:: INPUT ROWS
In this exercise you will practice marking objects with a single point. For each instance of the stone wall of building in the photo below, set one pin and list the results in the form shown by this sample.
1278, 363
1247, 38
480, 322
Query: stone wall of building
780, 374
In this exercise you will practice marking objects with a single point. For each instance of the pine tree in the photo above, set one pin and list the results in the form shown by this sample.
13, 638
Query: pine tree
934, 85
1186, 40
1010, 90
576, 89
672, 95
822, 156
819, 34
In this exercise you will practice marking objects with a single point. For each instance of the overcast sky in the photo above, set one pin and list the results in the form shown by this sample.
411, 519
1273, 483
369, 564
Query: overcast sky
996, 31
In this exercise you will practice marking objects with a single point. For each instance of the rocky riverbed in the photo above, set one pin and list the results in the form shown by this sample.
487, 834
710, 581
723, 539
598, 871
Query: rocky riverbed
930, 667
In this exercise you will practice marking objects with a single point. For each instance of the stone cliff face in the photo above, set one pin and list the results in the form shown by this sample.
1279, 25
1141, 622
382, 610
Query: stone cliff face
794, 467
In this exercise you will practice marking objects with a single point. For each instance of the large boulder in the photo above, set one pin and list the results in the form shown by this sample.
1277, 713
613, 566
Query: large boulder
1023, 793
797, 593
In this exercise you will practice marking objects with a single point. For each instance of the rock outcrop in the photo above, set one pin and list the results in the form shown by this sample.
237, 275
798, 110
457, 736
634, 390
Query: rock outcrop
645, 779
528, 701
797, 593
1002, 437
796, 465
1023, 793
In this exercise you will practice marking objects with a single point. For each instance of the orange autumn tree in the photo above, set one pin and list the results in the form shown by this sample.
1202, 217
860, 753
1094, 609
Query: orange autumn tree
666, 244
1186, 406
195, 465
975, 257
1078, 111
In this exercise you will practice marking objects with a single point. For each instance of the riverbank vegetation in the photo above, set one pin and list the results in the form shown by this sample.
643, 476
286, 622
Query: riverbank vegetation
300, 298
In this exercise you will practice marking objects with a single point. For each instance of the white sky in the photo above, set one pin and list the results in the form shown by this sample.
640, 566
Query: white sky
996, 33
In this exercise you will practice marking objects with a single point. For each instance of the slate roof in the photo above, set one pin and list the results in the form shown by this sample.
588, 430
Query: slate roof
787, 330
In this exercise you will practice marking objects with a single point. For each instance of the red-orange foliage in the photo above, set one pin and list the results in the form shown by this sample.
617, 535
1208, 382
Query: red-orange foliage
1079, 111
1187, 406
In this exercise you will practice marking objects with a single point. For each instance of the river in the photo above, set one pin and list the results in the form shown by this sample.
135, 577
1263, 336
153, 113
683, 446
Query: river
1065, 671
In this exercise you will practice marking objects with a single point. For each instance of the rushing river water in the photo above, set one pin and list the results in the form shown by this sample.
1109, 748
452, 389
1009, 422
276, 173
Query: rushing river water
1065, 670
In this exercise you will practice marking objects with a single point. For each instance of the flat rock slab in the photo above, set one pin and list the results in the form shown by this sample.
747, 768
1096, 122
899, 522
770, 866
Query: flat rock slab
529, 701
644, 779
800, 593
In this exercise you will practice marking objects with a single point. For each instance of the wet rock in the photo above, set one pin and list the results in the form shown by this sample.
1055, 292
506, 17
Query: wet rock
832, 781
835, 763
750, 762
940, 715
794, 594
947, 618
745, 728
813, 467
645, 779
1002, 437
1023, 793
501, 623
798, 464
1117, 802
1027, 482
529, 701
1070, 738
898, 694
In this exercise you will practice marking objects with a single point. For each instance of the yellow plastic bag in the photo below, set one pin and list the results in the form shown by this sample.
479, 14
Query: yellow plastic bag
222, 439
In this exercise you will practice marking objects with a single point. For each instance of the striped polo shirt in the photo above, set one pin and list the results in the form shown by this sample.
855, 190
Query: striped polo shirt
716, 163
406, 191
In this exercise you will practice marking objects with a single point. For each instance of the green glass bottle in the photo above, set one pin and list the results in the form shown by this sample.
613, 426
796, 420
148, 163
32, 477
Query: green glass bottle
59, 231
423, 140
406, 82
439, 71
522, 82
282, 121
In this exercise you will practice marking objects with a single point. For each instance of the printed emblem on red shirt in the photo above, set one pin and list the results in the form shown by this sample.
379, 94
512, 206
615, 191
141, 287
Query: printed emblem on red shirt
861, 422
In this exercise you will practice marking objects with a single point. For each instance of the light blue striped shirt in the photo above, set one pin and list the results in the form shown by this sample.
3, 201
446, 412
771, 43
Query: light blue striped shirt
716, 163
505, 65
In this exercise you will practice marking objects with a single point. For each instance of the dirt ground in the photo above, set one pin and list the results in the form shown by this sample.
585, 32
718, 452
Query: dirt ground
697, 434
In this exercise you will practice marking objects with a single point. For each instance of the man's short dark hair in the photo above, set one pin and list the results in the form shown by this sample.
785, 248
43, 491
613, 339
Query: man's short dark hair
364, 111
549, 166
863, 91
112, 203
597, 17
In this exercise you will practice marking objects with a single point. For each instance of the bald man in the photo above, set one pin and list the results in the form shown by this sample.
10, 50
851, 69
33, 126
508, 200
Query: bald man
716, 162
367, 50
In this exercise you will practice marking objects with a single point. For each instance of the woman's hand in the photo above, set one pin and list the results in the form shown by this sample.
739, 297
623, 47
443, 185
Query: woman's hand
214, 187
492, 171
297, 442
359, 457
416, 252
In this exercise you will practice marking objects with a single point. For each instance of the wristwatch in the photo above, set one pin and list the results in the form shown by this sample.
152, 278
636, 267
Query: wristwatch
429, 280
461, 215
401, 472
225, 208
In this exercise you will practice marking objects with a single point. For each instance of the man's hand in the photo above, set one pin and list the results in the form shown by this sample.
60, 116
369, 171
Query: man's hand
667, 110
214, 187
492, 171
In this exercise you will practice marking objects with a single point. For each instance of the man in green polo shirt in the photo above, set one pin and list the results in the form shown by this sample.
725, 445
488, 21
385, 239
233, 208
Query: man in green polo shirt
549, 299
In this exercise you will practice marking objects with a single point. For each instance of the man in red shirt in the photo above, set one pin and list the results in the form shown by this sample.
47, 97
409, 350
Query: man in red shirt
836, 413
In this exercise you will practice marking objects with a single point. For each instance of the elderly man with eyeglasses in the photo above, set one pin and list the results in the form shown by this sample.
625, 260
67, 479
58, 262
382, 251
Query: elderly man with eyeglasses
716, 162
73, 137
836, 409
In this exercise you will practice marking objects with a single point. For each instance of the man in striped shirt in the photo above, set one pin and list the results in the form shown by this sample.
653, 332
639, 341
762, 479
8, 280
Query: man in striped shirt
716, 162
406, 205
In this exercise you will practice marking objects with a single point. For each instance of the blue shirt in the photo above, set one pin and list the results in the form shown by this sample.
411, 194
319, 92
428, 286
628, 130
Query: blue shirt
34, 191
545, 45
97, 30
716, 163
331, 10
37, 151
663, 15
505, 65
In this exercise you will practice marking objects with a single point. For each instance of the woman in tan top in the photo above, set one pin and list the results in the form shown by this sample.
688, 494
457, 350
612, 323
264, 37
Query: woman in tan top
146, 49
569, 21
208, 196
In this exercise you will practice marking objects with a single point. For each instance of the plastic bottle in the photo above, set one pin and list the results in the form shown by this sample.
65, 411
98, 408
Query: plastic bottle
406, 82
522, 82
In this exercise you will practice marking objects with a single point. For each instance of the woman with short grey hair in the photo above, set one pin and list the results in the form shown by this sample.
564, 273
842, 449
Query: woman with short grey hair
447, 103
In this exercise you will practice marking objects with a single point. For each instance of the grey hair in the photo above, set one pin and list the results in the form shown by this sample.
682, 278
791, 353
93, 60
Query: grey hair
::::
Give exactly the lines from the one with "the woman with" to the end of the entries, nothing before them.

In this exercise you will practice marking objects with a single point. For each instance of the woman with short grey hair in the photo above, set one pin and list the results in the form shown by this sample.
564, 273
842, 449
Query: woman with short grey hair
447, 103
In this exercise you will practice marking objects with a single point. For each instance of the grey hair in the photo above, set one pin and list the results in the form shown by this sample.
682, 278
791, 353
93, 60
Query: grey hair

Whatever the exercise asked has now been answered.